*EXERCISE DETAILS*: Copying rule for the data below: take the line containing "Could you point out the nose landing" and every line after it to the end, exactly, and drop all pictures.

*DATA UNDER STUDY*:
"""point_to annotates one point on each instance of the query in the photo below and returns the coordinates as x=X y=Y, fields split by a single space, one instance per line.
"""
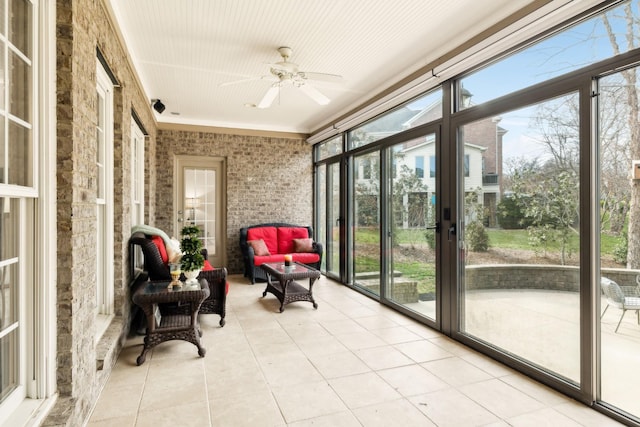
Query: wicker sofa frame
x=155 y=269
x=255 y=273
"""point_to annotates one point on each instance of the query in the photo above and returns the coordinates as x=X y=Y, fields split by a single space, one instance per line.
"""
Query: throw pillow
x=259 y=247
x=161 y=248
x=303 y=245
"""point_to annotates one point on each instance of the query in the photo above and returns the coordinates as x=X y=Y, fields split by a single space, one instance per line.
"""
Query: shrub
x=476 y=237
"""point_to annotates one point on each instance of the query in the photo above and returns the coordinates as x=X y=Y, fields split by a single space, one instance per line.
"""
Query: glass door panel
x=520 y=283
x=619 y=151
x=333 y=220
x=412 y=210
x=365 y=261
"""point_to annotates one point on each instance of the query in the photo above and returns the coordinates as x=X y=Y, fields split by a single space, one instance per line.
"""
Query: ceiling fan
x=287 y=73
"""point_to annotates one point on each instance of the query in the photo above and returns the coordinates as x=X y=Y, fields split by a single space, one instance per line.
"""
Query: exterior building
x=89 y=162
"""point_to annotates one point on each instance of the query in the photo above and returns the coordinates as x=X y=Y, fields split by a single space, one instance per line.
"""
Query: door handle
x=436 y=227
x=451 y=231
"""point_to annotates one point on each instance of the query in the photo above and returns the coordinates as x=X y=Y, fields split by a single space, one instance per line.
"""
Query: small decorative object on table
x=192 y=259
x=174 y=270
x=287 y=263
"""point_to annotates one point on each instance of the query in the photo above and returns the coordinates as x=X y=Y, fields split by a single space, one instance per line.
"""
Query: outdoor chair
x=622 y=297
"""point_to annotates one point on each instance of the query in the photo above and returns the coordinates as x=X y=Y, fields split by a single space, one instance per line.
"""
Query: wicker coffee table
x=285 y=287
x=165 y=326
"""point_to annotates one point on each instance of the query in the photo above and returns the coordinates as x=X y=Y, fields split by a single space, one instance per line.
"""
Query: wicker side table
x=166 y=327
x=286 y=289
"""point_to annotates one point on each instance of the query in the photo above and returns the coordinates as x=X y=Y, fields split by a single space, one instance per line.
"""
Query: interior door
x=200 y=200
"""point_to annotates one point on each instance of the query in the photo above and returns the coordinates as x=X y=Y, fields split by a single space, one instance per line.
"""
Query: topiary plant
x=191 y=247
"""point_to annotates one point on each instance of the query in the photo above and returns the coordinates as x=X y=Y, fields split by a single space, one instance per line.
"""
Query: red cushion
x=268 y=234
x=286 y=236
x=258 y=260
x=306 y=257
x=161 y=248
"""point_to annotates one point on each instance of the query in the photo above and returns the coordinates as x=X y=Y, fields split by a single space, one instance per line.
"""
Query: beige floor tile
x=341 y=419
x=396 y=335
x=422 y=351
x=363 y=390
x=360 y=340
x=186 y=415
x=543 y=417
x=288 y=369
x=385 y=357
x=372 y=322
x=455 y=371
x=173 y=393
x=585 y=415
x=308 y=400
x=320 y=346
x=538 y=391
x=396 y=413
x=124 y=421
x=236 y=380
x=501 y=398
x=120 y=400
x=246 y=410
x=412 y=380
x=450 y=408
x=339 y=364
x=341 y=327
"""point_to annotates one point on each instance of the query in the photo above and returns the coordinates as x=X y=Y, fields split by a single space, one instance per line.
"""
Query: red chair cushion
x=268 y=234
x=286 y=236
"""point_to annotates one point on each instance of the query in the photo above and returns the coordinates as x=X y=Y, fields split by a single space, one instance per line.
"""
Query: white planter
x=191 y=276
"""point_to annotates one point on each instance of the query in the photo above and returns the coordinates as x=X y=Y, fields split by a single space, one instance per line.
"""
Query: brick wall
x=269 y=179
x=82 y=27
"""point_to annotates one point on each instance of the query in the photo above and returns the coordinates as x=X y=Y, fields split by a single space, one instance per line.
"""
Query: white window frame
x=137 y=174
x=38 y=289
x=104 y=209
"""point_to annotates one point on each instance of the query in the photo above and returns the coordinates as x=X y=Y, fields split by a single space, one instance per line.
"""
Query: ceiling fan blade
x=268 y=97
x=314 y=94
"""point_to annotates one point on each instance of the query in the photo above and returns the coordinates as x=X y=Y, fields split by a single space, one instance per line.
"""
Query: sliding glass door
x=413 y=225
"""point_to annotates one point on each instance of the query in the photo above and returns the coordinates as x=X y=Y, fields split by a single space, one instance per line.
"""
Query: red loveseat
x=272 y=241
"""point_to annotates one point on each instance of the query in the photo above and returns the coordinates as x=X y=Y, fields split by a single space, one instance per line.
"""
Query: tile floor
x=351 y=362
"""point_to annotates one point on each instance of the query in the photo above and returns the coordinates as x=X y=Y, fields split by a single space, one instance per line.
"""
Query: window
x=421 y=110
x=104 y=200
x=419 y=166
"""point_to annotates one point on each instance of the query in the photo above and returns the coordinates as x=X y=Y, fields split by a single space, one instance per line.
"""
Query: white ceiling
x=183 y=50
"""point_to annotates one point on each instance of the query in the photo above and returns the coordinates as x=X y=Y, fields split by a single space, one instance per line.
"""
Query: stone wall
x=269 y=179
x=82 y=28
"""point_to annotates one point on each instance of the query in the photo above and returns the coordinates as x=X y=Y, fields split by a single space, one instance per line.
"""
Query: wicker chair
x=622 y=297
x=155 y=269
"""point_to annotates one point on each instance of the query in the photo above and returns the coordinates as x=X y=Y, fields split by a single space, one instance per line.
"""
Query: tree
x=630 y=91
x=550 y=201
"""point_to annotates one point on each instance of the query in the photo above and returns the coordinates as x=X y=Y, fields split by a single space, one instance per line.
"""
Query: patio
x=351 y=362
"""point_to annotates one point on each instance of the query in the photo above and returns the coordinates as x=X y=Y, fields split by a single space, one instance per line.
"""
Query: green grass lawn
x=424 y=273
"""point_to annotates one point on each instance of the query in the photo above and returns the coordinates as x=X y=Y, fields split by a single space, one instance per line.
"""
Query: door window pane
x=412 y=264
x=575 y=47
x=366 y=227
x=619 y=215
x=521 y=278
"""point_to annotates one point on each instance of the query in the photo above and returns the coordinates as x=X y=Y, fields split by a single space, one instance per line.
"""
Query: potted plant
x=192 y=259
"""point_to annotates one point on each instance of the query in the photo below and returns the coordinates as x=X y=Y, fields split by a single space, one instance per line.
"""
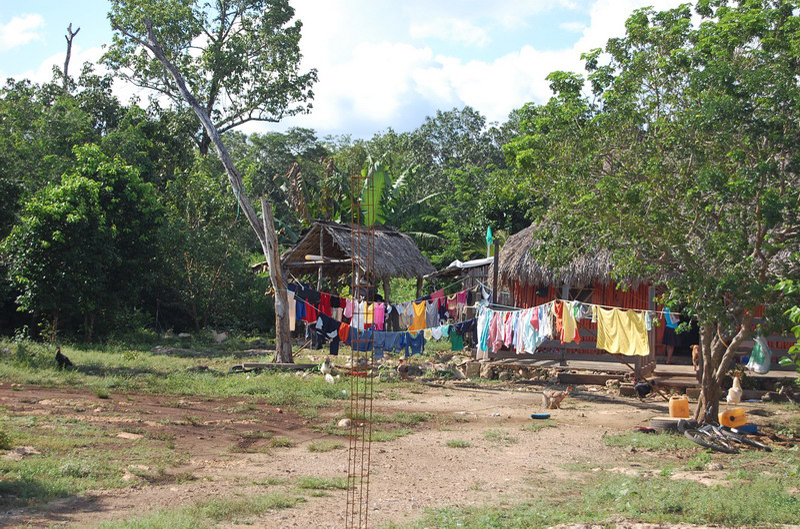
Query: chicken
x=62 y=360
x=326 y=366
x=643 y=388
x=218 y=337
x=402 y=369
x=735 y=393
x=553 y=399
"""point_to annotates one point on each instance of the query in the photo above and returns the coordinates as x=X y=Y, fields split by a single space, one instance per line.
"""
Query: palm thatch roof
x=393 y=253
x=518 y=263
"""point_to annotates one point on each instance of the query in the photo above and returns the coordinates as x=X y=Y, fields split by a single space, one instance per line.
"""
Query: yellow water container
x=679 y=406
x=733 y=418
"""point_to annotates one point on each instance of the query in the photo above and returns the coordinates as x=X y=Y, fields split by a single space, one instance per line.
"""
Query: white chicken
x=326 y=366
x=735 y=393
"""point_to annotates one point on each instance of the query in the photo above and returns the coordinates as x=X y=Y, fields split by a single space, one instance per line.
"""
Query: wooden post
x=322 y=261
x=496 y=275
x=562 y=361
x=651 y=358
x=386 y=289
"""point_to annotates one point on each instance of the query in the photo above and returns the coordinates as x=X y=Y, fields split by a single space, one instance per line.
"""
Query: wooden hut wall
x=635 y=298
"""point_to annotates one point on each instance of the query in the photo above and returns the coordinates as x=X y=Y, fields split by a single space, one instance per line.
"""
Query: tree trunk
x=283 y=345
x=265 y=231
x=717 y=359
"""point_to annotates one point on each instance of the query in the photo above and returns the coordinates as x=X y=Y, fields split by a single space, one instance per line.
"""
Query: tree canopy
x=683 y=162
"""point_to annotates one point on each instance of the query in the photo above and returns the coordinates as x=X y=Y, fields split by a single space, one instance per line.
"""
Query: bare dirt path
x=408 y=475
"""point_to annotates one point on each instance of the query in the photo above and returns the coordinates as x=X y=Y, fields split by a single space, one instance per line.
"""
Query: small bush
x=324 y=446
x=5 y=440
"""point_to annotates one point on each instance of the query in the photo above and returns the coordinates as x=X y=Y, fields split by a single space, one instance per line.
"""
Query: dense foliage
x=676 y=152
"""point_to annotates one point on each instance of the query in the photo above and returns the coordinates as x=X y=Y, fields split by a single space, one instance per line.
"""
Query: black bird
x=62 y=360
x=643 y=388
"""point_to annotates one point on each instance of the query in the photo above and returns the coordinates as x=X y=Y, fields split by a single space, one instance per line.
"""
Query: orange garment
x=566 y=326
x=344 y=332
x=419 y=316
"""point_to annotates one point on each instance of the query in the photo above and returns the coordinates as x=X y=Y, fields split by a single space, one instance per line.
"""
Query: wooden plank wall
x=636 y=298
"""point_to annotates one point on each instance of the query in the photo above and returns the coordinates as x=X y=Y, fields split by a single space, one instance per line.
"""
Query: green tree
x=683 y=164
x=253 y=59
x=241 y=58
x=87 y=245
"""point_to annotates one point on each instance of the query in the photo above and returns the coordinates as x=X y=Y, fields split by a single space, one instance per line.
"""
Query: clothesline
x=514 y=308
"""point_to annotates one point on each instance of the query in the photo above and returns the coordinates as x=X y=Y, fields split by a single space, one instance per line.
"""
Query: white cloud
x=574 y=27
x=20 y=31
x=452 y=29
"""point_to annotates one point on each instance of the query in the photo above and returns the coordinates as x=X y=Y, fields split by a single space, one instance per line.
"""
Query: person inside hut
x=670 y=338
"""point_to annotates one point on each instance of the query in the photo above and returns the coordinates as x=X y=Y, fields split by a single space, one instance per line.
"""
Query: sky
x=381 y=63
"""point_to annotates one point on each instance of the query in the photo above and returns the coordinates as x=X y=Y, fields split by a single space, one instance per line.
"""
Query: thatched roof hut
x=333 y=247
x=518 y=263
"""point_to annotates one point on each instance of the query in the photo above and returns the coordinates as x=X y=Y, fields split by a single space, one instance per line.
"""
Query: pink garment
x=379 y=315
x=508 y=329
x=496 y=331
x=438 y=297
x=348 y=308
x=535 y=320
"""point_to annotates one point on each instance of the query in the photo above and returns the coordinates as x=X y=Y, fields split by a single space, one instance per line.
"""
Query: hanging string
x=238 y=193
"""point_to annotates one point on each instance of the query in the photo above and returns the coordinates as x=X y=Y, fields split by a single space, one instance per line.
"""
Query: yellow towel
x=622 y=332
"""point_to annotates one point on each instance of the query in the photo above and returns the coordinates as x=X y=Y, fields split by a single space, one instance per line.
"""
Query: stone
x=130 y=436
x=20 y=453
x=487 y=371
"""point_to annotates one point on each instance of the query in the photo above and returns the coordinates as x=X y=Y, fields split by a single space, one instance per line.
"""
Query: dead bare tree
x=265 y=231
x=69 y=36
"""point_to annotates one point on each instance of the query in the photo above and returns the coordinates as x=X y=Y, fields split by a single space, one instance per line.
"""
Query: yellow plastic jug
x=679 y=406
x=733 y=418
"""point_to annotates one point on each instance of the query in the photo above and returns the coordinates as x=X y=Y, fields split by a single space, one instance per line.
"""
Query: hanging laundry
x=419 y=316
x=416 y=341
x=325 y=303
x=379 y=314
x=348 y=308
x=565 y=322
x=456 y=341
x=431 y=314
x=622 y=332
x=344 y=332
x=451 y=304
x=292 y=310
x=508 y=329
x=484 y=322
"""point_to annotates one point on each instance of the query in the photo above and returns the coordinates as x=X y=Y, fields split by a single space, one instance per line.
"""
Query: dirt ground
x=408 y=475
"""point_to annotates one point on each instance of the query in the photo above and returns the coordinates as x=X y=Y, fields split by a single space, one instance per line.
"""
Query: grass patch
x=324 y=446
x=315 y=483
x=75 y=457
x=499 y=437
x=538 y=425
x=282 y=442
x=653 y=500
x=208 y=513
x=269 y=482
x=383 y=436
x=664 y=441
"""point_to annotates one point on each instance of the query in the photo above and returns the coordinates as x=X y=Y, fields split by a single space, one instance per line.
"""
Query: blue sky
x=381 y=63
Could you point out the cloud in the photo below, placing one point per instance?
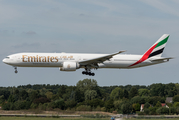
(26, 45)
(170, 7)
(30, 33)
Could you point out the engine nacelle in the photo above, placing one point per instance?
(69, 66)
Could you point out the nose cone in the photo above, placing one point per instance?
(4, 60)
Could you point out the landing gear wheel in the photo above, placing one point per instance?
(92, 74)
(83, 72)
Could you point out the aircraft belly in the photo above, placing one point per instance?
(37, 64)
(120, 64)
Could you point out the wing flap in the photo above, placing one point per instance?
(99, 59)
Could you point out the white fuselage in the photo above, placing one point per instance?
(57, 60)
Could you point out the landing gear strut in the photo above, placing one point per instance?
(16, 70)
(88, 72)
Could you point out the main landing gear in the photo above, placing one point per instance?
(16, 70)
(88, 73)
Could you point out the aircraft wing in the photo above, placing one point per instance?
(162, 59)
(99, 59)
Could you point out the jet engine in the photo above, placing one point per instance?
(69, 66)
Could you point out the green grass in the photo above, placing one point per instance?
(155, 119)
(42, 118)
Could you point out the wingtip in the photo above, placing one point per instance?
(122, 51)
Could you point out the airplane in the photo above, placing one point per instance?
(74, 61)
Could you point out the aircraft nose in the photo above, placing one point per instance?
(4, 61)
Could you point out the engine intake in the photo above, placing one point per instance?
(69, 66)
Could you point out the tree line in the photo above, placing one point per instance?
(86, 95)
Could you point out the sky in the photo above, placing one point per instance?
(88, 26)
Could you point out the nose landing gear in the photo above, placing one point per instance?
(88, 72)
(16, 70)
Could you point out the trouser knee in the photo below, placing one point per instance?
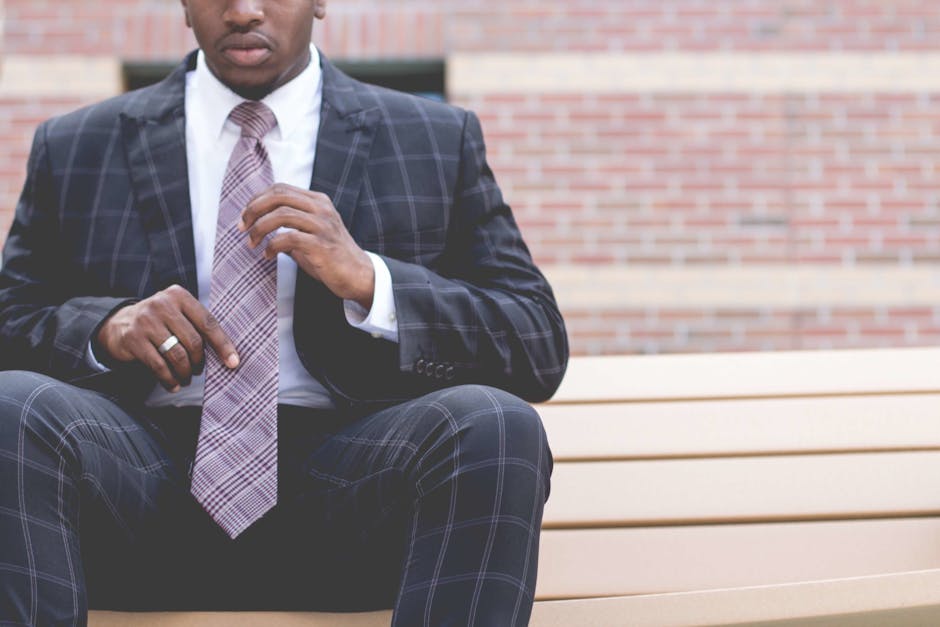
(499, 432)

*RESULT FOR THIS EXERCISE*:
Could you point out the nose landing gear in the photo above, placing one point per instance?
(88, 72)
(16, 70)
Could you point out the trouser knee in the photo below, placing one point per instance?
(499, 432)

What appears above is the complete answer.